** Listed records **
- Opening Delimiter -

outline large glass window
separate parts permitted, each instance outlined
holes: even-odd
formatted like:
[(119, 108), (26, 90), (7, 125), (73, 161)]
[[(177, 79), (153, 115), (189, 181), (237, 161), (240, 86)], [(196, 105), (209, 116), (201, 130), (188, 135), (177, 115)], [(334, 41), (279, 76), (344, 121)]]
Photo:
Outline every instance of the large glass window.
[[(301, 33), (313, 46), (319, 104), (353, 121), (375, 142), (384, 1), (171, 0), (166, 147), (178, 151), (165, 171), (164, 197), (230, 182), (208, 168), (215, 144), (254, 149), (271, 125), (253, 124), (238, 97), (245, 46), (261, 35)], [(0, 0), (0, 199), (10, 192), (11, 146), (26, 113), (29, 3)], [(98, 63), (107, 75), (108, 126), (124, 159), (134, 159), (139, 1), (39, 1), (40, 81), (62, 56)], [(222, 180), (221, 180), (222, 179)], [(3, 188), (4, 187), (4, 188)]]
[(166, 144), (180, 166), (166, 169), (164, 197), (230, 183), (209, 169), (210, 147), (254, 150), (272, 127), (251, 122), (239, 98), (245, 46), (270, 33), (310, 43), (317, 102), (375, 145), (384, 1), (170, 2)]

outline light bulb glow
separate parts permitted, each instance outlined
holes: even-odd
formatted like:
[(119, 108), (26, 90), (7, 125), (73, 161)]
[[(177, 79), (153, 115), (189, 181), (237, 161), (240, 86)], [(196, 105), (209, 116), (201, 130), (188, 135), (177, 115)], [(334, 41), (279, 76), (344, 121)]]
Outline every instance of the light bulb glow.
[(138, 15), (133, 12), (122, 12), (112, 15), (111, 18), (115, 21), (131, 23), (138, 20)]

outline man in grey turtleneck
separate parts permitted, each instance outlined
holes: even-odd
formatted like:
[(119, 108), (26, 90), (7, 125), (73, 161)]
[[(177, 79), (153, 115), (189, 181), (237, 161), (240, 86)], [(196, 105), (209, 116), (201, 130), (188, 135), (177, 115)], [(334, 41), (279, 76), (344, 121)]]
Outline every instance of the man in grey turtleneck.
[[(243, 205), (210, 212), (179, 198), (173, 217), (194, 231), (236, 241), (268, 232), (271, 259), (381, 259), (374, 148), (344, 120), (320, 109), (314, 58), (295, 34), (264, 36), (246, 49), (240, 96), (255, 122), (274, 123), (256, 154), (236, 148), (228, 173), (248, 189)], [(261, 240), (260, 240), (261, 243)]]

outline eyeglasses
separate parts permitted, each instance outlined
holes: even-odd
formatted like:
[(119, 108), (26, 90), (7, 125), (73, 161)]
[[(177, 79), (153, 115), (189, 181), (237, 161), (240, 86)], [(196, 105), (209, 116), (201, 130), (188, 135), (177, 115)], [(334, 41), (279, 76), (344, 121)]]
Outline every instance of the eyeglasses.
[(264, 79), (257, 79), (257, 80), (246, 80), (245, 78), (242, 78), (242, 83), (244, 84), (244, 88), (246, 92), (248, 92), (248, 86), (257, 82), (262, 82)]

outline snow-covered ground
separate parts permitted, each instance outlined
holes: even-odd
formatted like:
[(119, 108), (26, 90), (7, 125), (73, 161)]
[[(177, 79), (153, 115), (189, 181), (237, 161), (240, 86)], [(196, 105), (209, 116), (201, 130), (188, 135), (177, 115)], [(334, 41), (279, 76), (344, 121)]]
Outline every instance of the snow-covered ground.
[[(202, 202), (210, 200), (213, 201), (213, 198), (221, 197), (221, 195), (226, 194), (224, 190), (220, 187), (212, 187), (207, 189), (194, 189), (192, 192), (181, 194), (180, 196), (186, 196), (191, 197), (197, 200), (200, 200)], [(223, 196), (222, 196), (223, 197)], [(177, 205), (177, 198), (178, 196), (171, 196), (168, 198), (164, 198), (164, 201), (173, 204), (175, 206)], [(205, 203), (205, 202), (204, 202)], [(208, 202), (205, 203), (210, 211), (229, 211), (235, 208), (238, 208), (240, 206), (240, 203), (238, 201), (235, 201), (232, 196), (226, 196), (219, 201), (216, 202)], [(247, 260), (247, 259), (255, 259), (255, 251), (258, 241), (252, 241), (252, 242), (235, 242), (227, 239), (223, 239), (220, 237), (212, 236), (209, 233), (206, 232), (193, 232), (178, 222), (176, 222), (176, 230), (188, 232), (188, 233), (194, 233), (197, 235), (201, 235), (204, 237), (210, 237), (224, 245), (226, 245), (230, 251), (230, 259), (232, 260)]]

- Closing Delimiter -

** Assigned task **
I need each of the entries above printed again exactly.

** Completed task **
outline large glass window
separate parts permitted, each instance outlined
holes: even-odd
formatted like:
[(119, 108), (26, 90), (7, 125), (73, 161)]
[[(177, 79), (153, 115), (189, 181), (237, 161), (240, 86)], [(196, 105), (209, 116), (201, 130), (188, 135), (177, 115)], [(334, 41), (279, 76), (344, 121)]]
Photo:
Outline every instance of the large glass window.
[[(301, 33), (313, 46), (319, 104), (353, 121), (375, 142), (384, 1), (171, 0), (166, 147), (178, 151), (165, 171), (164, 197), (230, 182), (208, 168), (215, 144), (254, 149), (271, 125), (253, 124), (238, 97), (245, 46), (261, 35)], [(0, 0), (0, 199), (10, 192), (11, 146), (26, 113), (29, 3)], [(98, 63), (107, 75), (108, 126), (124, 159), (134, 159), (139, 1), (39, 1), (40, 81), (62, 56)], [(222, 180), (221, 180), (222, 179)], [(3, 188), (4, 187), (4, 188)]]
[(166, 144), (180, 166), (166, 169), (164, 197), (230, 183), (209, 169), (210, 147), (254, 150), (272, 127), (251, 122), (239, 98), (245, 46), (270, 33), (310, 43), (317, 102), (375, 145), (384, 1), (170, 2)]

outline light bulb glow
separate parts permitted, each instance outlined
holes: even-odd
formatted like:
[(119, 108), (26, 90), (7, 125), (73, 161)]
[[(177, 79), (153, 115), (189, 181), (237, 161), (240, 86)], [(196, 105), (209, 116), (201, 130), (188, 135), (177, 115)], [(334, 41), (279, 76), (344, 121)]]
Outline every instance of the light bulb glow.
[(138, 15), (133, 12), (122, 12), (112, 15), (111, 18), (115, 21), (131, 23), (138, 20)]

outline man in grey turtleneck
separate parts permitted, each instance outlined
holes: even-odd
formatted like:
[(119, 108), (26, 90), (7, 125), (73, 161)]
[[(177, 79), (153, 115), (189, 181), (237, 161), (240, 86)], [(196, 105), (209, 116), (201, 130), (188, 135), (177, 115)], [(334, 41), (279, 76), (344, 121)]]
Outline every instance of the man in grey turtleneck.
[[(243, 205), (210, 212), (179, 198), (173, 217), (194, 231), (236, 241), (268, 232), (271, 259), (381, 259), (374, 148), (344, 120), (320, 109), (314, 58), (295, 34), (264, 36), (246, 49), (240, 96), (255, 122), (274, 123), (256, 154), (236, 148), (228, 173), (248, 189)], [(261, 240), (260, 240), (261, 243)]]

outline eyeglasses
separate parts permitted, each instance outlined
holes: even-odd
formatted like:
[(119, 108), (26, 90), (7, 125), (73, 161)]
[[(177, 79), (153, 115), (189, 181), (237, 161), (240, 86)], [(196, 105), (209, 116), (201, 130), (188, 135), (177, 115)], [(334, 41), (279, 76), (344, 121)]]
Outline every instance of the eyeglasses.
[(264, 79), (257, 79), (257, 80), (246, 80), (245, 78), (242, 78), (242, 83), (244, 84), (244, 88), (246, 92), (248, 92), (248, 86), (257, 82), (262, 82)]

outline snow-covered ground
separate parts permitted, each instance outlined
holes: even-odd
formatted like:
[(119, 108), (26, 90), (7, 125), (73, 161)]
[[(177, 79), (153, 115), (189, 181), (237, 161), (240, 86)], [(196, 105), (209, 116), (201, 130), (188, 135), (177, 115)], [(334, 41), (279, 76), (344, 121)]]
Outline every instance of the snow-covered ground.
[[(202, 202), (210, 200), (213, 201), (213, 198), (221, 197), (221, 195), (226, 194), (224, 190), (220, 187), (212, 187), (207, 189), (194, 189), (192, 192), (181, 194), (180, 196), (186, 196), (191, 197), (197, 200), (200, 200)], [(223, 196), (222, 196), (223, 197)], [(177, 205), (177, 198), (178, 196), (171, 196), (168, 198), (164, 198), (164, 201), (173, 204), (175, 206)], [(205, 203), (205, 202), (204, 202)], [(208, 202), (205, 203), (210, 211), (229, 211), (235, 208), (238, 208), (240, 206), (240, 203), (238, 201), (235, 201), (232, 196), (226, 196), (219, 201), (216, 202)], [(247, 260), (247, 259), (255, 259), (255, 251), (258, 241), (252, 241), (252, 242), (235, 242), (227, 239), (223, 239), (220, 237), (212, 236), (209, 233), (206, 232), (193, 232), (178, 222), (176, 222), (176, 230), (188, 232), (188, 233), (194, 233), (197, 235), (201, 235), (204, 237), (210, 237), (224, 245), (226, 245), (230, 251), (230, 259), (232, 260)]]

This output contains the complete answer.